[Labeling and segmentation records]
= = = =

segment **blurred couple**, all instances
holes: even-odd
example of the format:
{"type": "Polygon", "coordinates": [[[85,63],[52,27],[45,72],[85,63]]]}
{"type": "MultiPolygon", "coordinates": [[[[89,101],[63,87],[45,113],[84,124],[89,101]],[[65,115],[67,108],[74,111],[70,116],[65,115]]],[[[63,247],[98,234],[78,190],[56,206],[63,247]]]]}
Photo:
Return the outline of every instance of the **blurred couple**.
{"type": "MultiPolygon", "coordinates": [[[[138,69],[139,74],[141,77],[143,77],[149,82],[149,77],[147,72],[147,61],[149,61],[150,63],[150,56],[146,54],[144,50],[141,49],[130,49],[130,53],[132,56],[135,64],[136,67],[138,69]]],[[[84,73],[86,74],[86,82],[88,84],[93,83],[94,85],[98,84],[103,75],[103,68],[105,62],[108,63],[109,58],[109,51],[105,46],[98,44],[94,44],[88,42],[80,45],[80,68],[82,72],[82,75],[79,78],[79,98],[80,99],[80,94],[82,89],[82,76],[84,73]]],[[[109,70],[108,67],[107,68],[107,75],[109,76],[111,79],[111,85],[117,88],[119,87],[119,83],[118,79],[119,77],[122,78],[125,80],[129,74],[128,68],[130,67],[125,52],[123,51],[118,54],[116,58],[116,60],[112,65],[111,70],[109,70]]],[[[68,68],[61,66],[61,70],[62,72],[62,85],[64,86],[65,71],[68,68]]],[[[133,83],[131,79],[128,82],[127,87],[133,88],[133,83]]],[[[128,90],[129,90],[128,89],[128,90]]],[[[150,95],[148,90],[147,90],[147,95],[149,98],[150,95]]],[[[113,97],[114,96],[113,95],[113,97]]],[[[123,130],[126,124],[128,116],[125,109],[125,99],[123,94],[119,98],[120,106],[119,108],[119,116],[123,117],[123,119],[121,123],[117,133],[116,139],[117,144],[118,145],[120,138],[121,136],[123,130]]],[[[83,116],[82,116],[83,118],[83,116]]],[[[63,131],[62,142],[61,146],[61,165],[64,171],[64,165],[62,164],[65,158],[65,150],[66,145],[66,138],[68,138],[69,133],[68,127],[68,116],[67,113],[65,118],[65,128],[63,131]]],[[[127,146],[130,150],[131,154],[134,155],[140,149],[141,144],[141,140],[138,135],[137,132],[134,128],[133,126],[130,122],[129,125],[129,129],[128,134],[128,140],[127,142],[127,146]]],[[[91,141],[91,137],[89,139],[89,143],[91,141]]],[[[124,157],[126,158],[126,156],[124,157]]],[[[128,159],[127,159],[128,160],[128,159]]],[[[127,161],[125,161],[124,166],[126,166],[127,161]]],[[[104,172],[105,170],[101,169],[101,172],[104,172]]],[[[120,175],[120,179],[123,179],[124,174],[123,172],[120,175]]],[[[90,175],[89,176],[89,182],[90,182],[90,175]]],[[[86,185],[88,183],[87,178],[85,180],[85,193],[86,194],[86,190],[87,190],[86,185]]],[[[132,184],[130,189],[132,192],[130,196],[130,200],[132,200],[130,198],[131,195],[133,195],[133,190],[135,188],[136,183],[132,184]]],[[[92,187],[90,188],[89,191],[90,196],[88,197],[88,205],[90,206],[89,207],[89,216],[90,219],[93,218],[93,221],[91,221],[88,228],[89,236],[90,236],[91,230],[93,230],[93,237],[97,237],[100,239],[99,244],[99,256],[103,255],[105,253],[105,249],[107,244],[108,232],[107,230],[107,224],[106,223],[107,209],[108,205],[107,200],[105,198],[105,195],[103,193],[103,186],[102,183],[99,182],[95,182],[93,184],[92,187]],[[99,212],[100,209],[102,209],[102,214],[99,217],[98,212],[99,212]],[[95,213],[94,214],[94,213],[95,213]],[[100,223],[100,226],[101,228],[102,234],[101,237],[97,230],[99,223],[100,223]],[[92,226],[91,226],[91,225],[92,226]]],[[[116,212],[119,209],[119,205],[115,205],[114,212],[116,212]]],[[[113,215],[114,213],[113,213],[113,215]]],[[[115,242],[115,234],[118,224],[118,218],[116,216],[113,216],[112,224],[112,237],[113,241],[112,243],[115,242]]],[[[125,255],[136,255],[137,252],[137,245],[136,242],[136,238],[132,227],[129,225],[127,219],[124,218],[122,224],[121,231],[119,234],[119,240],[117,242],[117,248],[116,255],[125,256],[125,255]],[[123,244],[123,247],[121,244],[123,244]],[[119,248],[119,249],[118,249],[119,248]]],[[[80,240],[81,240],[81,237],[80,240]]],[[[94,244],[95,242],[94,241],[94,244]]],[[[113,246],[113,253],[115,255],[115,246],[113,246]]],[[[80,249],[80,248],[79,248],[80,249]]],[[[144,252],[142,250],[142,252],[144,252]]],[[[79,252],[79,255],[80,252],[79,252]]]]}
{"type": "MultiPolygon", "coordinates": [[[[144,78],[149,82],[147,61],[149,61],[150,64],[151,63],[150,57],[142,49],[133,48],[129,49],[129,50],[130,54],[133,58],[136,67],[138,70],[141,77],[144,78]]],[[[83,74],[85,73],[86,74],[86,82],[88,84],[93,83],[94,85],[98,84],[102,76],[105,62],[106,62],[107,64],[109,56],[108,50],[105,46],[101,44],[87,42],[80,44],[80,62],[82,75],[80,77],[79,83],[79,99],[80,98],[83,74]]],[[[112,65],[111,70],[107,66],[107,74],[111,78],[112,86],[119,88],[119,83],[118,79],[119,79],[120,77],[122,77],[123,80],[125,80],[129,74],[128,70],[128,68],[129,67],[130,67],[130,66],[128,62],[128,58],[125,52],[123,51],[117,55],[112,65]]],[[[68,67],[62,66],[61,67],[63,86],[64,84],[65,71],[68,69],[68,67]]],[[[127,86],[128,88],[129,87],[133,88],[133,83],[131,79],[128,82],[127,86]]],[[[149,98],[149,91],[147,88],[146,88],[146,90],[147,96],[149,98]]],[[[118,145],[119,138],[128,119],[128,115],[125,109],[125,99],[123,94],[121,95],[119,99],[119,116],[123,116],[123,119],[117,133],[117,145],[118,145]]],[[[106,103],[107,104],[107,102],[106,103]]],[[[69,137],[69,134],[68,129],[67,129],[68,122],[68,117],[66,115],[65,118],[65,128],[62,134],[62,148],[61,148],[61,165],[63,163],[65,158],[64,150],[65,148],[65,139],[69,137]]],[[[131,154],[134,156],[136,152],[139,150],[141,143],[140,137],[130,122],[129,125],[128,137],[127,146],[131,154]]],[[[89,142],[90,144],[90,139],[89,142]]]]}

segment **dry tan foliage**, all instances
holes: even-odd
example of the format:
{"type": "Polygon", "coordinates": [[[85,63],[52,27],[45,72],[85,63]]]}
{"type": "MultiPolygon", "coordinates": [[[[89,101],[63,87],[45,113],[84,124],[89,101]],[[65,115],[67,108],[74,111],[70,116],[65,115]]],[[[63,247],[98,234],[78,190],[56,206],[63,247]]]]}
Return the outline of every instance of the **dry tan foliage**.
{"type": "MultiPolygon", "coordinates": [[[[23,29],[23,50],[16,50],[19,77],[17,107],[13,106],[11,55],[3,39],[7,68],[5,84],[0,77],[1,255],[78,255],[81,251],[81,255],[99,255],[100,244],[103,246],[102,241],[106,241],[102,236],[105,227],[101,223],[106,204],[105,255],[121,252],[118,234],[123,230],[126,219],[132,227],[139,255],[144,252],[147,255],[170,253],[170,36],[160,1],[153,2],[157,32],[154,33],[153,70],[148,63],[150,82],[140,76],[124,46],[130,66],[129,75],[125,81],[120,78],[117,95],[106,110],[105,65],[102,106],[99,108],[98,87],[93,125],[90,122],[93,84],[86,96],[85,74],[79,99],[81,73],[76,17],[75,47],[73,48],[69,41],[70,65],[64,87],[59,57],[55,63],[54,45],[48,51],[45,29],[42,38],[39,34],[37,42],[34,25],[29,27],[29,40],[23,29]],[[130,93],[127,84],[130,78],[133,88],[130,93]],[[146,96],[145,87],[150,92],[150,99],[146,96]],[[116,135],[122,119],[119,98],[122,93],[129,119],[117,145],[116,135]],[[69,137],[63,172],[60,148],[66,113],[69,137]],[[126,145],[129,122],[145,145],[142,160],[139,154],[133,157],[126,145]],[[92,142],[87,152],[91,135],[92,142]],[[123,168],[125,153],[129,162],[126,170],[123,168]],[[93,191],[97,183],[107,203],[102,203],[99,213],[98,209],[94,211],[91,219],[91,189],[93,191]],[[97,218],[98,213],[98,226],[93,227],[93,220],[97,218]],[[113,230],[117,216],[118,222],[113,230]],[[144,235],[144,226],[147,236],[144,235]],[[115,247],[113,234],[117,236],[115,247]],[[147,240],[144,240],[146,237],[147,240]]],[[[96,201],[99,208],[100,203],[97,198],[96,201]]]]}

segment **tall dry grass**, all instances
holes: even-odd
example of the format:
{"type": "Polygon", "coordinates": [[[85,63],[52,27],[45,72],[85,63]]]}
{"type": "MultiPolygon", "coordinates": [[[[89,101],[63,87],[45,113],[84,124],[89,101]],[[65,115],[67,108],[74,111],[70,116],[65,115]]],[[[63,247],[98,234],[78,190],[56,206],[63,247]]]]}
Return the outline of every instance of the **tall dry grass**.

= = = =

Please rewrite the entries from the beginning up to and including the line with "Return the outline of every instance of the **blurred", replacing "blurred couple" with "blurred pair" and leaving everything else unchanged. Return only those lines.

Task result:
segment **blurred pair**, all instances
holes: even-odd
example of the format:
{"type": "Polygon", "coordinates": [[[85,63],[52,27],[45,72],[85,63]]]}
{"type": "MultiPolygon", "coordinates": [[[[89,101],[63,87],[45,113],[84,124],[89,101]],[[65,115],[67,108],[74,111],[70,116],[65,115]]],[[[63,247],[98,234],[78,190],[56,206],[63,247]]]]}
Photo:
Return the outline of every instance of the **blurred pair**.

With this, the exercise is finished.